Task inputs >>
+ + + + +

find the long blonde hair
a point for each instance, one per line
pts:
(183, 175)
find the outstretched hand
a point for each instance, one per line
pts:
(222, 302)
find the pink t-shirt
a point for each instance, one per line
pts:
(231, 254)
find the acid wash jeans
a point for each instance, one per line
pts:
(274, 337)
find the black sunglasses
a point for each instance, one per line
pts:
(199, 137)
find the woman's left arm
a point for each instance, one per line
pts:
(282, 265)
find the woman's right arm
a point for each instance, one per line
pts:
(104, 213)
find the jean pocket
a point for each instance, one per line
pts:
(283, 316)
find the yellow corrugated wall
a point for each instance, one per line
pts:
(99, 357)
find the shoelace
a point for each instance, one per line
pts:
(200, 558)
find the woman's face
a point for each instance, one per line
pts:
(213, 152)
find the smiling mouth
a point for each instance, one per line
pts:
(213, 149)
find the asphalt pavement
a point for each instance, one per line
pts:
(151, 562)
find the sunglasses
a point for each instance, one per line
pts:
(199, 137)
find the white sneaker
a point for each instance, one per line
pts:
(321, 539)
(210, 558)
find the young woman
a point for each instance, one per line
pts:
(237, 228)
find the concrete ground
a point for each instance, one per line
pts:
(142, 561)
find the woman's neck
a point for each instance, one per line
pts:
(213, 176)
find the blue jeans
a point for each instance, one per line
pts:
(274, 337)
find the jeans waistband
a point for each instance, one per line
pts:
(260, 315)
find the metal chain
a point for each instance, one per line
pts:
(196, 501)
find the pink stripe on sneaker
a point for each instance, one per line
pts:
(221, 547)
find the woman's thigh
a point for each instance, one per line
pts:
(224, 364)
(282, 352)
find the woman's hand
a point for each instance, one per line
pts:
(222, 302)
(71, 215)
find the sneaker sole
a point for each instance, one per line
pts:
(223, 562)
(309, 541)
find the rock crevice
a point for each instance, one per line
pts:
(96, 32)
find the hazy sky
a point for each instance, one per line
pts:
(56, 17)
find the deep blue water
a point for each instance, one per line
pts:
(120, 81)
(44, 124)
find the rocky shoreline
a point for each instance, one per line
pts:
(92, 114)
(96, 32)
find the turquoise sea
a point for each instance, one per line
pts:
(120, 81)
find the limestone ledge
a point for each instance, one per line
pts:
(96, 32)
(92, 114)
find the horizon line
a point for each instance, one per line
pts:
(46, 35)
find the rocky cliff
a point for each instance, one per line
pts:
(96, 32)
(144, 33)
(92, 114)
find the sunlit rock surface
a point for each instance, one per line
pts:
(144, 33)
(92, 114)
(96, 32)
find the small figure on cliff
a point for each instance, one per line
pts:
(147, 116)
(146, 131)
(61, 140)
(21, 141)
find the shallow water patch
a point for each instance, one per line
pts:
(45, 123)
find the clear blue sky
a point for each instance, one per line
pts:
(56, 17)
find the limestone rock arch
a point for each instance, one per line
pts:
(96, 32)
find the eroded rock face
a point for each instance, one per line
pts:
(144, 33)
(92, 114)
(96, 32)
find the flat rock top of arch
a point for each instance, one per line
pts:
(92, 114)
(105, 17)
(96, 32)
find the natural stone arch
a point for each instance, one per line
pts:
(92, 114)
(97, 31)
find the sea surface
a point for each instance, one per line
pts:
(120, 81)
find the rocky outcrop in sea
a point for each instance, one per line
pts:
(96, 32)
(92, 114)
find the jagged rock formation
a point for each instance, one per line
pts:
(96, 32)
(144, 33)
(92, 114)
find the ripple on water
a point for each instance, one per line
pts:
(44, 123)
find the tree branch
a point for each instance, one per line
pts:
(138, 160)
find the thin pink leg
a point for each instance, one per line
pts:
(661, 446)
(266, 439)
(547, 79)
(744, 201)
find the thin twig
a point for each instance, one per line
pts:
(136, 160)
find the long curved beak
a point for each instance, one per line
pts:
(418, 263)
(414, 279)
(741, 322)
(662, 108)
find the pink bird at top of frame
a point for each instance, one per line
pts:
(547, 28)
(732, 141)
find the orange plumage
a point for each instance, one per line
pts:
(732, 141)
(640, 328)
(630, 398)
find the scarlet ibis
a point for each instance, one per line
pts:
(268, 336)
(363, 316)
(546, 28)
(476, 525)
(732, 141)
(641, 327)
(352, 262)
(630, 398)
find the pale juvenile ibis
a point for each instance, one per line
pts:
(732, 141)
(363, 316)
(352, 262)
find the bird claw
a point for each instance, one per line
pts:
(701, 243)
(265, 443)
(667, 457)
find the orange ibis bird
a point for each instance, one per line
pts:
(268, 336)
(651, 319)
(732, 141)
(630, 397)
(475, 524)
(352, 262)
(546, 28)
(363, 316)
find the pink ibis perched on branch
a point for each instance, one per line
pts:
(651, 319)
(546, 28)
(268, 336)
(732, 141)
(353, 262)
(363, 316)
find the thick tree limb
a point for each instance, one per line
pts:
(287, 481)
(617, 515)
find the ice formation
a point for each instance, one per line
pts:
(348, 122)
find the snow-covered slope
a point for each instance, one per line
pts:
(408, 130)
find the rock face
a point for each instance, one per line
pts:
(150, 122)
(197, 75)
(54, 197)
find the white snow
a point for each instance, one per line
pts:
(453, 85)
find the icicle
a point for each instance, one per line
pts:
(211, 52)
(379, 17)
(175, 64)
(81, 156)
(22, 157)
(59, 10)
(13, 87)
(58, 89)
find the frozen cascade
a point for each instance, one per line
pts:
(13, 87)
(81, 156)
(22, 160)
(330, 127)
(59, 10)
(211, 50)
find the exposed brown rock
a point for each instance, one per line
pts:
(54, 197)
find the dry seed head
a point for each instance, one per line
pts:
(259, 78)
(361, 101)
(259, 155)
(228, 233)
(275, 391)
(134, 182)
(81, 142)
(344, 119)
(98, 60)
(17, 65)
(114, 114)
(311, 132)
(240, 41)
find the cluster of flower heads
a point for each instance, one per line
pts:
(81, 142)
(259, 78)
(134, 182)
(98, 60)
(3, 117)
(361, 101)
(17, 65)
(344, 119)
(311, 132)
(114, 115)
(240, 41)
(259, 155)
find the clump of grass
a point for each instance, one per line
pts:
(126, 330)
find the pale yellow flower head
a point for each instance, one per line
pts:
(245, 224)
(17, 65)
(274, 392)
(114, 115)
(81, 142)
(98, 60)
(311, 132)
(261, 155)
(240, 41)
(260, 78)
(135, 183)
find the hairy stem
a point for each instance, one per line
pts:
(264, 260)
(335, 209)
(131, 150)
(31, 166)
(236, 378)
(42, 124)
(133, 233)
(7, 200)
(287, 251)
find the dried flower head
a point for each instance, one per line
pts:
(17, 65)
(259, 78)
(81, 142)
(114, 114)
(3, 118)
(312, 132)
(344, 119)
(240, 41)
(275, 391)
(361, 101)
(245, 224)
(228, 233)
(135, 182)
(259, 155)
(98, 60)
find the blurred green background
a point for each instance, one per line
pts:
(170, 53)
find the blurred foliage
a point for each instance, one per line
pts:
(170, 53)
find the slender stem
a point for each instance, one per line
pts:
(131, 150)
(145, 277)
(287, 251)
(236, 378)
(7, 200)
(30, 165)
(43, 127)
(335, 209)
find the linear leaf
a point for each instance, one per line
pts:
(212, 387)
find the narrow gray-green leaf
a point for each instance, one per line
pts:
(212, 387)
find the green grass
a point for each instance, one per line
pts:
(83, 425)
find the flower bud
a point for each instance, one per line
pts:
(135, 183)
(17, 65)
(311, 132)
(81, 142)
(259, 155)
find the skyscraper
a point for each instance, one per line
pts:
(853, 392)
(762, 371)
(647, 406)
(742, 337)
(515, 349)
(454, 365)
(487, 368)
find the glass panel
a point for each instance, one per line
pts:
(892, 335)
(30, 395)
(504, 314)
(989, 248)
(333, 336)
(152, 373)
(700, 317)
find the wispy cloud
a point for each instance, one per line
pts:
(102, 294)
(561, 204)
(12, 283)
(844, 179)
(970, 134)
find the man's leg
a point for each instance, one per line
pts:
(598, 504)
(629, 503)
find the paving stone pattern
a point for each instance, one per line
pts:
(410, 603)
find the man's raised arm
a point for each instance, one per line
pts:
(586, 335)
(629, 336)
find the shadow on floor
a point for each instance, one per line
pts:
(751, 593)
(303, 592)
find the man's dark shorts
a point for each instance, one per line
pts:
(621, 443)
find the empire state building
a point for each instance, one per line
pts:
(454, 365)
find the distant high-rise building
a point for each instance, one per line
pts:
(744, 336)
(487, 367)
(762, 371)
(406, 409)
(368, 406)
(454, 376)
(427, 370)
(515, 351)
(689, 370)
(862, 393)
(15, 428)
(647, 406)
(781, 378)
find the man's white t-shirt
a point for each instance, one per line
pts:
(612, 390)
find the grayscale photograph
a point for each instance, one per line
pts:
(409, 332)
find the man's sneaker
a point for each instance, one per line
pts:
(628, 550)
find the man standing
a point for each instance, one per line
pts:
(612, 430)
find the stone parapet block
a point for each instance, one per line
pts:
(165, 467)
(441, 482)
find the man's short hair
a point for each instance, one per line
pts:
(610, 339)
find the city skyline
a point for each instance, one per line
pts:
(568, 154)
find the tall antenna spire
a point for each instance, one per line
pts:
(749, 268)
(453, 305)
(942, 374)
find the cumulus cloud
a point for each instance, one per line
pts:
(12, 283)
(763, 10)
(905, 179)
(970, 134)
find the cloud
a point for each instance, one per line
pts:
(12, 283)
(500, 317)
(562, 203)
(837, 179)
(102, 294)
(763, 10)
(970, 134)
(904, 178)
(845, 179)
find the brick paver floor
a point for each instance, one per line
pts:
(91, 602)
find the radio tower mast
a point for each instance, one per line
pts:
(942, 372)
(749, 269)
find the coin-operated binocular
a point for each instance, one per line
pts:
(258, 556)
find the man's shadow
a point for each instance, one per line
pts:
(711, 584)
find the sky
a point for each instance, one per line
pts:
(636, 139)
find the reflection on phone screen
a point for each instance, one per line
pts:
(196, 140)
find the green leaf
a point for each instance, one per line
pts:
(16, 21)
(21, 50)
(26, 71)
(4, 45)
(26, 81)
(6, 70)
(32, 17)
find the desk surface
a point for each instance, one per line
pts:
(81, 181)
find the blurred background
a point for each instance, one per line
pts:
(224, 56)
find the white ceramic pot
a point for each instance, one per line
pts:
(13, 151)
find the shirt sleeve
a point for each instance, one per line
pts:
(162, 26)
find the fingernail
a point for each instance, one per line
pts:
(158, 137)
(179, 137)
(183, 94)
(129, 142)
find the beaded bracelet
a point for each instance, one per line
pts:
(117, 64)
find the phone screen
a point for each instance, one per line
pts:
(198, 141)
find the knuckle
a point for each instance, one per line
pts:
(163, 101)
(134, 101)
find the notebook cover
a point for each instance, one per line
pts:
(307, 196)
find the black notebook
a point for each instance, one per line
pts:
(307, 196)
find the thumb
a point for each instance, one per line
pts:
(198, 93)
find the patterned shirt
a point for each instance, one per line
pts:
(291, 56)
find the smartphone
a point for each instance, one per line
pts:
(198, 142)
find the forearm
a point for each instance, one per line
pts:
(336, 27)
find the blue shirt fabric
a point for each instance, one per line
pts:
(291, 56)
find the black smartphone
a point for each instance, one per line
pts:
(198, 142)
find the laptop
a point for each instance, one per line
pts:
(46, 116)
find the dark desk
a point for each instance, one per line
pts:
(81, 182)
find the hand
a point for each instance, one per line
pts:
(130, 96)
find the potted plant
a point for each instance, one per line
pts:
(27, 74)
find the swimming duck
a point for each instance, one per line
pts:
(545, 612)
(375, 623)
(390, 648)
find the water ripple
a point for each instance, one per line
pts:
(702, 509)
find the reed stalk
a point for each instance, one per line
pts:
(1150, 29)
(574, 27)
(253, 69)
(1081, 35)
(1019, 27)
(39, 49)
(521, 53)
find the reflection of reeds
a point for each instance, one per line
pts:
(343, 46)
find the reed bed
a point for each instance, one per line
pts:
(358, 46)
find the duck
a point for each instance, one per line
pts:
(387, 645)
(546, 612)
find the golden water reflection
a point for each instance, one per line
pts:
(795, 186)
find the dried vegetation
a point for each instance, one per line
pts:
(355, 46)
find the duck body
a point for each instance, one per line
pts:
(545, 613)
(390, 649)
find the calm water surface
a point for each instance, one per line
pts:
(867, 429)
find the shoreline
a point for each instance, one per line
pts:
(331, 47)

+ + + + +

Direction >> Write out only the final block of lines, starting at the line with "find the hand" and running to the end of the material.

Correct result >>
find the hand
a point for each instance, one per line
pts:
(130, 96)
find the potted plant
a point for each instance, one per line
pts:
(27, 74)
find the swimming duck
a point for each instance, one per line
pts:
(545, 612)
(375, 623)
(390, 648)
find the water ripple
a point for each instance, one per line
pts:
(702, 509)
find the reed stalk
a point for each instance, one per line
pts:
(1150, 29)
(574, 27)
(253, 69)
(1081, 35)
(1019, 27)
(39, 49)
(521, 53)
find the reflection of reeds
a point for each instance, one per line
pts:
(343, 46)
find the reed bed
a point for each instance, one per line
pts:
(358, 46)
find the duck
a point for each instance, one per line
pts:
(387, 645)
(546, 612)
find the golden water reflection
a point for each instance, one per line
pts:
(795, 186)
find the dried vegetation
a point for each instance, one per line
pts:
(355, 46)
find the duck body
a point for each instance, one per line
pts:
(545, 613)
(390, 649)
find the calm water surface
a point for each instance, one per line
pts:
(867, 429)
find the shoreline
a point for each instance, one per line
pts:
(331, 47)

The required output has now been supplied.